**AIM OF THE TASK:** Rewrite the material below, swapping every "bounding box" for "box coordinates" and keeping everything else the same.

**DATA TO USE:**
********

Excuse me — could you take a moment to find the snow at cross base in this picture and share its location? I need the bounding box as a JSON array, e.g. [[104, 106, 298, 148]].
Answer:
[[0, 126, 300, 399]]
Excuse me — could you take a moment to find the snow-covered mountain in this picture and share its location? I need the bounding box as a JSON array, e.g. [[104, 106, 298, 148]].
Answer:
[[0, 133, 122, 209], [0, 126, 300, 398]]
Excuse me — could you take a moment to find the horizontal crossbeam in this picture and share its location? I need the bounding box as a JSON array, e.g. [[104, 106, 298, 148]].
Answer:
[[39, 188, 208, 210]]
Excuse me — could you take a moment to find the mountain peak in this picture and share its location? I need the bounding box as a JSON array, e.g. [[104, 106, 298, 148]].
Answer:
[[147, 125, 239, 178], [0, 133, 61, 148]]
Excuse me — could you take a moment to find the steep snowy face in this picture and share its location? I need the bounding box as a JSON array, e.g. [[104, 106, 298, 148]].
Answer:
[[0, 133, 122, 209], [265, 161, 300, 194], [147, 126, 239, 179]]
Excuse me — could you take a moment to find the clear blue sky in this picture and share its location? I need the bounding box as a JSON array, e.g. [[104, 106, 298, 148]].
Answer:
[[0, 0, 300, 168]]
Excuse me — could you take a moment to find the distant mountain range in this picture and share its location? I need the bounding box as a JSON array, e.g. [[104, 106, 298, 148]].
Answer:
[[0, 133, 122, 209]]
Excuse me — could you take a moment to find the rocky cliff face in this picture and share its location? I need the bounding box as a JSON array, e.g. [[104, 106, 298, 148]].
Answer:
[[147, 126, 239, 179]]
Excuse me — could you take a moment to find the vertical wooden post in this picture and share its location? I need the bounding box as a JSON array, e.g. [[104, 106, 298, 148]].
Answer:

********

**RESULT:**
Excuse me — could you take a moment to find the snow at cross base in this picture and share its location? I need the box coordinates as a JSON array, e.g. [[104, 106, 298, 148]].
Answer:
[[0, 126, 300, 399]]
Excuse me — could you take a moment to find the snow-covered mountain in this picture and share its location? I need the box coordinates as a JSON array, e.g. [[104, 106, 298, 148]].
Answer:
[[0, 133, 122, 209], [0, 126, 300, 398]]
Excuse me — could you take a moment to find the horizontal crossbeam in this picture and share its location? I need the box coordinates as a JSON array, e.g. [[104, 106, 298, 148]].
Answer:
[[39, 188, 208, 210]]
Excuse me — could you take a moment to find the mountain peak in this picture and share its location? I need the box coordinates as a JSON array, e.g. [[104, 106, 298, 148]].
Answer:
[[147, 125, 239, 178], [0, 133, 61, 148]]
Excuse me — could you take a moment to find the steep snowy face in this picture and share its location? I need the box coordinates as a JSON array, e.g. [[104, 106, 298, 148]].
Answer:
[[0, 133, 122, 209], [265, 161, 300, 194], [147, 126, 239, 179]]
Excuse me — could you take a moment to find the clear blue sky in this picture and share its location? I need the box coordinates as a JSON array, e.g. [[104, 106, 298, 148]].
Answer:
[[0, 0, 300, 168]]
Excuse me — could you take a moment to find the distant mountain range in this picture and share its location? I need the box coordinates as a JSON array, e.g. [[104, 106, 298, 148]].
Answer:
[[0, 133, 122, 209]]
Excuse me — could you take a moment to find the rocky cliff face in this picture and share its location? I need the box coordinates as a JSON array, e.g. [[104, 106, 298, 148]].
Answer:
[[147, 126, 239, 179]]
Excuse me — could you take a moment to find the vertical wooden post in this picture and share its location? I need the box coordinates as a JSON array, e.g. [[104, 106, 298, 148]].
Answer:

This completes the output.